[[ Given data open ]]

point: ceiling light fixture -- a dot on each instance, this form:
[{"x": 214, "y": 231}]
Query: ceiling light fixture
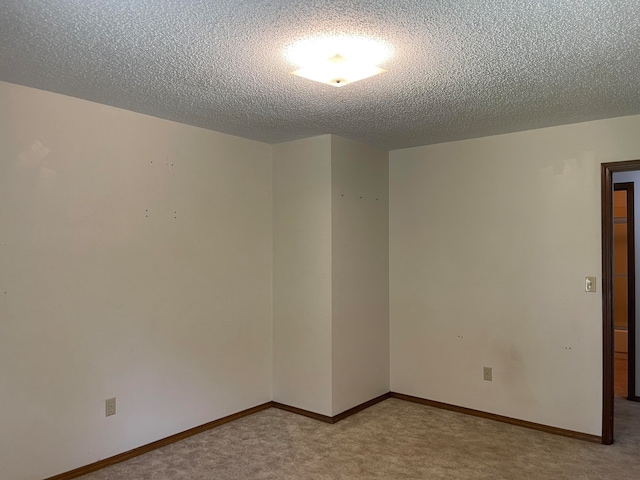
[{"x": 357, "y": 59}]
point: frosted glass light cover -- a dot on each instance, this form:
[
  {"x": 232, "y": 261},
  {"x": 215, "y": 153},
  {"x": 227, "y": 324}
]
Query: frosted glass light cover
[{"x": 338, "y": 71}]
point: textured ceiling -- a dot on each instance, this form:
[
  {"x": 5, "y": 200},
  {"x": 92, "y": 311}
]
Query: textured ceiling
[{"x": 460, "y": 68}]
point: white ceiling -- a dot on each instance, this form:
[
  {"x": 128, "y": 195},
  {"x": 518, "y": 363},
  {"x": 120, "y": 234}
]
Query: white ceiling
[{"x": 461, "y": 68}]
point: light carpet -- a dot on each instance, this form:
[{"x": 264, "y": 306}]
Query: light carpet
[{"x": 394, "y": 439}]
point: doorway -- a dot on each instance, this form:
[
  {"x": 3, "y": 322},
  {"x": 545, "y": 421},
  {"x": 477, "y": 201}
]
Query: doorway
[
  {"x": 624, "y": 290},
  {"x": 609, "y": 300}
]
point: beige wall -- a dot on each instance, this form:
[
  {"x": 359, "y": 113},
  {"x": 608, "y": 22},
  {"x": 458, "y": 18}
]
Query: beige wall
[
  {"x": 302, "y": 274},
  {"x": 331, "y": 310},
  {"x": 135, "y": 262},
  {"x": 360, "y": 273},
  {"x": 490, "y": 241}
]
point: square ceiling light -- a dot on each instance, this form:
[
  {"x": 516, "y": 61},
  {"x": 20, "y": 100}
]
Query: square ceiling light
[
  {"x": 338, "y": 61},
  {"x": 338, "y": 71}
]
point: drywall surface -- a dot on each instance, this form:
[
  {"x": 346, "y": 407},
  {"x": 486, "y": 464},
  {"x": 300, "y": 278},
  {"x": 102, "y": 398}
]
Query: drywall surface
[
  {"x": 302, "y": 274},
  {"x": 621, "y": 177},
  {"x": 490, "y": 241},
  {"x": 359, "y": 272},
  {"x": 135, "y": 262}
]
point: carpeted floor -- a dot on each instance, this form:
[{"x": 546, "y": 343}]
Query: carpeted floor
[{"x": 391, "y": 440}]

[[ Given data closed ]]

> [Work order]: Each line from the one with "point: carpeted floor" through the end of the entries above is to be returned word for word. Nothing else belongs in the answer.

> [Reply to the exercise]:
point: carpeted floor -- a dot on each instance, this form:
[{"x": 546, "y": 343}]
Query: carpeted floor
[{"x": 391, "y": 440}]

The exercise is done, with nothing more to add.